++++ Record extracts
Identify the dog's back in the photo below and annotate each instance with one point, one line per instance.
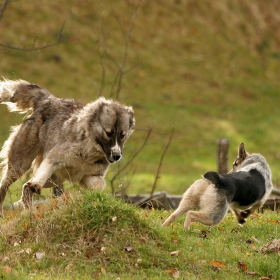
(250, 185)
(241, 188)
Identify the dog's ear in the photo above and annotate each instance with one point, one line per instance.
(213, 177)
(242, 153)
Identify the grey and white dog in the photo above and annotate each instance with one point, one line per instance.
(244, 189)
(60, 139)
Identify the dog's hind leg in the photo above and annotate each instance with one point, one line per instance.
(184, 206)
(241, 215)
(18, 153)
(190, 200)
(197, 216)
(36, 184)
(94, 182)
(214, 208)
++++++++
What is being asked = Starting at the line that contains "Identify the grey", restate word for word every line through the last one in the records above. Return nothing else.

Solution below =
Identify the grey and white dog in the photo above and annotate each instance with one point, one line per instance.
(244, 189)
(60, 139)
Identify the dog's hind leg in the photo above and annotate each instance with one point, one line per instance.
(184, 206)
(241, 215)
(18, 153)
(190, 200)
(197, 216)
(36, 184)
(94, 182)
(214, 208)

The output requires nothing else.